• **WRITTEN INSTRUCTION**
Transcribe every line of the listing below verbatim, start to finish, with no changes.

• **Data drawn from a collection**

------------------------

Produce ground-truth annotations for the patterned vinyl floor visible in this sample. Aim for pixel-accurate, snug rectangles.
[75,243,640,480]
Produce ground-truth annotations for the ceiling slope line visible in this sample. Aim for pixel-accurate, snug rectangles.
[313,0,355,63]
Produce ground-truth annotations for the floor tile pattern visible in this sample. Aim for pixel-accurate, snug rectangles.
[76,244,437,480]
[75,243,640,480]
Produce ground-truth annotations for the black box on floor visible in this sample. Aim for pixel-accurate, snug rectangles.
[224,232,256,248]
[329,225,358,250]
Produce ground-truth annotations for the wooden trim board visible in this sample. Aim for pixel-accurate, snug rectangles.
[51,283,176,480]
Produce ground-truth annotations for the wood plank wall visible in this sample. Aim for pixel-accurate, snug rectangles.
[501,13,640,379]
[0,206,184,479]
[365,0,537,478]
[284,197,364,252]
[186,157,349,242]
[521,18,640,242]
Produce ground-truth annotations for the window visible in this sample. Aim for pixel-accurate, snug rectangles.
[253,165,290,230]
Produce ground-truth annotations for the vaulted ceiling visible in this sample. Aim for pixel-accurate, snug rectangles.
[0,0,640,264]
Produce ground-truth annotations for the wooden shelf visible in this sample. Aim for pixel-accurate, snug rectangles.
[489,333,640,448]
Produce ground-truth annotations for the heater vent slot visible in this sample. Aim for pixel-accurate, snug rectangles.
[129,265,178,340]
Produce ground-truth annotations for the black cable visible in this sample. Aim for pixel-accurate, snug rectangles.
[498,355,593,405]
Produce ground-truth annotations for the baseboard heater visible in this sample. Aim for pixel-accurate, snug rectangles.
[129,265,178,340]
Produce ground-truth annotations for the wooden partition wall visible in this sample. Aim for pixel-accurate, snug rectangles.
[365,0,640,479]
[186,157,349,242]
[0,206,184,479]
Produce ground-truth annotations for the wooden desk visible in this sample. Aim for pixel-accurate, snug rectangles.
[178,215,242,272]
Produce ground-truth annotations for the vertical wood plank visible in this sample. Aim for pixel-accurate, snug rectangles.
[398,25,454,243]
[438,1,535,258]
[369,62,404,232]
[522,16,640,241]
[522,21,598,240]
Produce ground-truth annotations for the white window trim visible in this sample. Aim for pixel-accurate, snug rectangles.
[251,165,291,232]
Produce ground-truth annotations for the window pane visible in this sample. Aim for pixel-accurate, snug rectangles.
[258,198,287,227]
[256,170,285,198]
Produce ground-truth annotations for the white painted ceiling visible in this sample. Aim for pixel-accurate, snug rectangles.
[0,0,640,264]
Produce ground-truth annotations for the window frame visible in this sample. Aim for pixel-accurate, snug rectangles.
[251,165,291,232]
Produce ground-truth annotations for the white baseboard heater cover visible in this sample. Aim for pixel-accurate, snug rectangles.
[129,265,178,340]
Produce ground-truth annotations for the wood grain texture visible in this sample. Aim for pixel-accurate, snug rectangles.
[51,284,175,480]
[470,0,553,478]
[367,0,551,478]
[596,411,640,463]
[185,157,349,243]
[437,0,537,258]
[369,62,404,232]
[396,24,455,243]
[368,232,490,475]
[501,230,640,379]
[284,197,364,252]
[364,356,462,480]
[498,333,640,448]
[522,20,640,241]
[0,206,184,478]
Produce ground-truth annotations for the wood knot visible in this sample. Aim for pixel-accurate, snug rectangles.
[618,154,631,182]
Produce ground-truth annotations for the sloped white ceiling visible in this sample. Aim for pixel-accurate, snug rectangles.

------------------------

• **WRITTEN REPLY**
Produce ground-truth annotations for the patterned vinyl floor visible in this sample. Aim for pixel-accurate, snug rectangles.
[75,243,640,480]
Produce ground-truth annotations for the ceiling slope line visible in this sample. Aim for pixel-accurate, snug rectangles.
[313,0,355,63]
Produce ground-truth annotations for the floor tile pattern visible in this sample. Aim for pixel-accurate, snug rectangles.
[76,244,437,480]
[75,243,640,480]
Produce ground-truth annotations for the black box on floor visible in this sample. Aim for pixel-accurate, snug rectangles.
[224,232,256,248]
[329,225,358,250]
Produce ground-truth annotations for the wooden trim board visible in this sample. Aim for pixel-accurate, snug rectangles.
[51,283,176,480]
Produce ground-truth annotations for the wood plank wall visible in this sample. Aim for pixel-accurate, snug rectangles.
[501,13,640,379]
[0,206,184,479]
[365,0,537,478]
[284,197,364,252]
[186,157,349,242]
[521,18,640,242]
Produce ground-truth annotations for the window visible in this sample. Aim for pixel-accurate, snug rectangles.
[253,165,290,230]
Produce ground-truth annotations for the vaulted ceiling visible in this sample. Aim for pixel-accurate, snug rectangles.
[0,0,640,264]
Produce ground-truth annotations for the wooden shelf visible in this sample. Aim for pixel-accurate, snug rectangles.
[489,333,640,448]
Produce ground-truth annotations for the heater vent slot visible in this sample. Aim for pixel-accurate, snug rectangles.
[129,265,178,340]
Produce ground-truth annotations for the black cable visible in this sample. Aim for pixel-accurate, snug rectangles.
[498,355,593,405]
Produce ground-truth annotations for the baseboard heater visible in this sample. Aim for pixel-accurate, snug rectangles.
[129,265,178,340]
Produce ground-truth annotations for the wooden partition wall visible in this sample. Aim for pixel-accurate, snug rectangles.
[365,0,640,479]
[186,157,349,242]
[0,206,184,479]
Produce ground-truth annotations for the wooden desk visible in this sample. Aim for pixel-accurate, snug rectangles.
[178,215,242,272]
Produce ground-truth annotations for the vertical wood plank visible in this sample. Aim for pixel-accurate, snug rectangles.
[398,25,454,243]
[438,1,535,258]
[369,62,404,232]
[522,16,640,241]
[522,21,598,240]
Produce ground-truth annotations for the white window trim visible in this sample. Aim for pixel-accurate, snug rectangles.
[251,165,291,232]
Produce ground-truth annotations for the window pane visible in this sample. Aim for pixel-accurate, snug rectangles.
[258,198,287,227]
[256,170,285,198]
Produce ground-truth annotations for the white painted ceiling visible in this sample. Aim for pixel-accurate, snug rectangles.
[0,0,640,264]
Produce ground-truth annotations for the window frame visible in this sample. Aim for pixel-accurate, snug rectangles.
[251,165,291,232]
Produce ground-truth annotations for the white baseboard heater cover visible in this sample. Aim for pixel-accurate, snug rectangles.
[129,265,178,340]
Produce ground-truth annotations for the wood grain texture visible in this sample. Aim for pixel-accurate, snug rectangles.
[51,284,175,480]
[470,0,553,478]
[367,0,551,478]
[596,411,640,463]
[185,157,349,243]
[437,0,537,258]
[369,62,404,232]
[396,24,455,243]
[368,232,490,475]
[501,230,640,379]
[284,197,364,252]
[364,356,462,480]
[498,333,640,448]
[522,20,640,241]
[0,206,184,478]
Produce ground-truth annotations for the wood knot visible in this sample. Aim for pixel-accurate, snug rectangles.
[618,154,631,182]
Produce ground-truth annotations for the sloped white ceiling visible in this sample. Aim for pixel-accurate, snug rectangles.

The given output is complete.